*Document source*.
____________________
La peur de ces contraintes sur nos vies est-elle désormais plus forte que celle du virus?

Oui, c’est une évolution du poids relatif de différents risques. Aujourd’hui, l’expérience vient jouer un rôle. Nous savons ce que c’est d’arrêter de travailler, de rester à la maison. Nous avons vécu ces contraintes et incertitudes, nous en avons une image précise. C’est une autre pondération des risques. Du point de vue de beaucoup de gens, il est plus important de maintenir des conditions de vie stables et une sécurité par rapport à l’avenir que d’éviter la contamination par le virus.

Lire à ce propos: «Après l’urgence vient le temps de la méfiance»

Est-il possible de dresser le portrait de cette réserve?

C’est un paysage très varié. Il y a d’un côté des positions très ancrées contre ces mesures qui viennent de théories complotistes, mais elles sont portées par une toute petite minorité de la population, même si les gens les entendent. Il y a aussi beaucoup d’interrogations, de doutes dans une partie importante de la population. Il n’est pas facile d’exprimer ses doutes parce qu’on a l’impression d’aller à l’encontre des autorités et des connaissances scientifiques, mais les changements de recommandations interpellent et donnent l’impression que l’on navigue à vue. Tout cela crée des questionnements légitimes dans un contexte incertain.

Y a-t-il quelque chose à améliorer dans la communication des autorités?
____________________
*Données de l'exercice*.
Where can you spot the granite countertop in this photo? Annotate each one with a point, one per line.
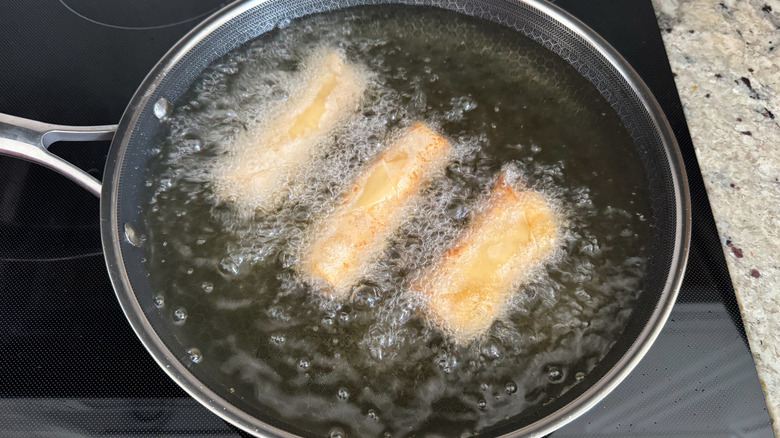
____________________
*Série de consignes*.
• a. D'après l'entretien, par qui les positions très ancrées contre les mesures, issues de théories complotistes, sont-elles portées ?
• b. Dans l'entretien, reprenez le passage qui commence aux mots « C’est un paysage » et s'arrête après « un contexte incertain. », en substituant « tableau » à « paysage ».

*Réponses par consigne*.
• a. Par une toute petite minorité de la population.

• b.
C’est un tableau très varié. Il y a d’un côté des positions très ancrées contre ces mesures qui viennent de théories complotistes, mais elles sont portées par une toute petite minorité de la population, même si les gens les entendent. Il y a aussi beaucoup d’interrogations, de doutes dans une partie importante de la population. Il n’est pas facile d’exprimer ses doutes parce qu’on a l’impression d’aller à l’encontre des autorités et des connaissances scientifiques, mais les changements de recommandations interpellent et donnent l’impression que l’on navigue à vue. Tout cela crée des questionnements légitimes dans un contexte incertain.